[Requirements] Give every line of the entries below as a Markdown table with the columns Row and Line, numbering each line and omitting blank ones. Leave the picture out of the table.
>> BEGIN Task input
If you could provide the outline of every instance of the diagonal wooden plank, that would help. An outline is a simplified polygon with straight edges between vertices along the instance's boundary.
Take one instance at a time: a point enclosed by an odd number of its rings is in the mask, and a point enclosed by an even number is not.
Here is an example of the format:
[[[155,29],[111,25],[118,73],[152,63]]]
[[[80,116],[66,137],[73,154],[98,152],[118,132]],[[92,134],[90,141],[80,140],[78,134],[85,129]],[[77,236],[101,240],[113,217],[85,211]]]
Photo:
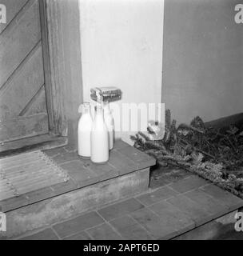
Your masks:
[[[20,116],[33,115],[39,113],[47,113],[46,99],[46,85],[44,84],[37,94],[27,103],[19,114]]]
[[[39,42],[0,90],[0,118],[18,116],[43,83],[42,51]]]
[[[19,117],[0,123],[0,142],[13,141],[22,138],[48,133],[47,114]]]
[[[1,4],[6,9],[6,23],[0,23],[0,34],[14,19],[28,0],[2,0]]]

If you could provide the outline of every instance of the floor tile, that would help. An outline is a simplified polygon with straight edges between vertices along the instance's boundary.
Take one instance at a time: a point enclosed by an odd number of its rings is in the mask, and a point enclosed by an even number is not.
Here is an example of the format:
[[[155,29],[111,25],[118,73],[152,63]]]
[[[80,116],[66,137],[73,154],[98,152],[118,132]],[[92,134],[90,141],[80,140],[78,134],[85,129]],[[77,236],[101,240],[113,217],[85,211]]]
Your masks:
[[[155,191],[143,194],[138,197],[136,197],[136,198],[144,205],[149,206],[156,202],[173,197],[177,194],[178,192],[173,190],[171,188],[163,186]]]
[[[134,219],[125,215],[110,222],[127,240],[150,240],[153,237]]]
[[[213,199],[207,194],[200,190],[195,190],[187,192],[184,194],[185,197],[201,205],[201,208],[209,214],[213,215],[222,214],[227,210],[226,206],[222,206],[217,200]]]
[[[197,225],[201,224],[208,217],[210,216],[203,207],[196,202],[179,194],[174,198],[166,200],[173,206],[189,215]]]
[[[161,218],[161,223],[164,226],[169,226],[174,230],[181,233],[196,226],[195,222],[189,215],[168,202],[159,202],[150,206],[149,209]]]
[[[121,240],[122,236],[116,233],[111,226],[104,223],[98,226],[94,226],[86,232],[90,234],[91,238],[94,240]]]
[[[21,240],[58,240],[54,232],[48,228],[41,232],[21,238]]]
[[[210,196],[214,199],[218,200],[222,204],[229,206],[229,210],[235,210],[241,206],[243,206],[243,200],[237,198],[237,196],[230,194],[229,192],[221,189],[220,187],[209,184],[202,186],[200,190]]]
[[[175,229],[166,220],[150,210],[144,208],[129,214],[156,238],[169,238],[176,234]]]
[[[201,178],[193,175],[187,178],[181,179],[174,183],[169,184],[169,186],[172,187],[173,190],[180,193],[185,193],[193,189],[197,189],[208,183],[208,182],[202,179]]]
[[[91,240],[91,238],[86,232],[82,231],[69,237],[66,237],[63,240]]]
[[[101,224],[103,222],[104,220],[96,212],[93,211],[64,222],[56,224],[53,228],[61,238],[64,238]]]

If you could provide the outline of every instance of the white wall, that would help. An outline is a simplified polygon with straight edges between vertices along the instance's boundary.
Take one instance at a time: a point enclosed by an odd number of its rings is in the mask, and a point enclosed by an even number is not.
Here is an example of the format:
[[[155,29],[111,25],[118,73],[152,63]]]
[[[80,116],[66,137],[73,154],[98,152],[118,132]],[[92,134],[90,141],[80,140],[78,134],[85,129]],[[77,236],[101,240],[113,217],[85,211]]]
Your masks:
>> END Task input
[Written response]
| Row | Line |
|---|---|
| 1 | If you could provide the outline of every instance of the diagonal wooden plank, that would help. An outline is a simplified polygon with straight edges between vertices along the instance's boundary. |
| 2 | Take one instance at a time: a point enclosed by an odd number of its rings is in the mask, and a point enclosed by an even number is not. |
| 3 | Here is an example of the format: |
| 4 | [[[155,29],[111,25],[118,73],[152,63]]] |
| 5 | [[[80,116],[66,137],[73,154],[98,152],[118,132]],[[92,134],[90,141],[80,140],[78,134],[85,129]],[[77,236],[101,240],[113,217],[85,211]]] |
| 6 | Photo: |
| 7 | Your masks: |
| 8 | [[[20,116],[33,115],[39,113],[47,113],[46,99],[46,85],[44,84],[37,94],[27,103],[19,114]]] |
| 9 | [[[39,42],[0,90],[0,118],[18,116],[43,83],[42,51]]] |
| 10 | [[[19,117],[0,123],[0,142],[13,141],[22,138],[48,133],[47,114]]] |
| 11 | [[[1,4],[6,9],[6,23],[0,23],[0,34],[14,19],[28,0],[2,0]]] |
| 12 | If you could provide the outline of every instance of the floor tile, that would help. An outline is a simplified polygon with straight edges between vertices along the instance's boundary. |
| 13 | Take one instance at a time: a point enclosed by an odd number of its rings is in the mask, and a point enclosed by an even number is not. |
| 14 | Here is an example of the format: |
| 15 | [[[155,29],[111,25],[118,73],[152,63]]] |
| 16 | [[[80,116],[66,137],[73,154],[98,152],[118,132]],[[92,134],[90,141],[80,140],[78,134],[85,129]],[[77,236],[101,240],[113,217],[85,211]]] |
| 17 | Your masks: |
| 18 | [[[155,191],[143,194],[138,197],[136,197],[136,198],[144,205],[149,206],[156,202],[173,197],[177,194],[178,192],[173,190],[171,188],[163,186]]] |
| 19 | [[[134,219],[125,215],[110,222],[127,240],[150,240],[153,237]]] |
| 20 | [[[213,199],[207,194],[200,190],[195,190],[187,192],[184,194],[185,197],[201,205],[201,208],[209,214],[213,215],[222,214],[227,210],[226,206],[222,206],[217,200]]] |
| 21 | [[[197,225],[201,224],[208,217],[210,216],[203,207],[196,202],[179,194],[174,198],[166,200],[173,206],[189,215]]] |
| 22 | [[[161,218],[161,223],[164,226],[169,226],[174,230],[181,233],[196,226],[195,222],[189,215],[168,202],[159,202],[150,206],[149,209]]] |
| 23 | [[[121,240],[122,236],[116,233],[111,226],[104,223],[98,226],[94,226],[86,232],[90,234],[91,238],[94,240]]] |
| 24 | [[[21,240],[58,240],[54,232],[48,228],[41,232],[21,238]]] |
| 25 | [[[210,196],[214,199],[218,200],[222,204],[229,206],[229,210],[235,210],[241,206],[243,206],[243,200],[237,198],[237,196],[230,194],[229,192],[221,189],[220,187],[209,184],[202,186],[200,190]]] |
| 26 | [[[175,229],[166,220],[150,210],[144,208],[129,214],[156,238],[169,238],[176,234]]] |
| 27 | [[[201,178],[193,175],[187,178],[181,179],[174,183],[169,184],[169,186],[172,187],[173,190],[180,193],[185,193],[193,189],[197,189],[208,183],[208,182],[202,179]]] |
| 28 | [[[91,240],[91,238],[86,232],[82,231],[69,237],[66,237],[63,240]]] |
| 29 | [[[101,224],[103,222],[104,220],[96,212],[93,211],[64,222],[56,224],[53,228],[61,238],[64,238]]] |
| 30 | If you could provide the outline of every instance of the white wall, that would help. An outline is a simplified polygon with straight edges between vertices along the instance's boundary. |
| 31 | Take one instance at a time: a point enclosed by an odd number of its rings is in the mask, and a point enclosed by an even number is not. |
| 32 | Here is an example of the format: |
| 33 | [[[155,29],[111,25],[118,73],[152,63]]] |
| 34 | [[[80,116],[66,137],[73,154],[98,152],[118,132]],[[92,134],[90,141],[80,140],[78,134],[85,129]],[[77,236],[101,240],[113,217],[85,211]]] |
| 35 | Your masks: |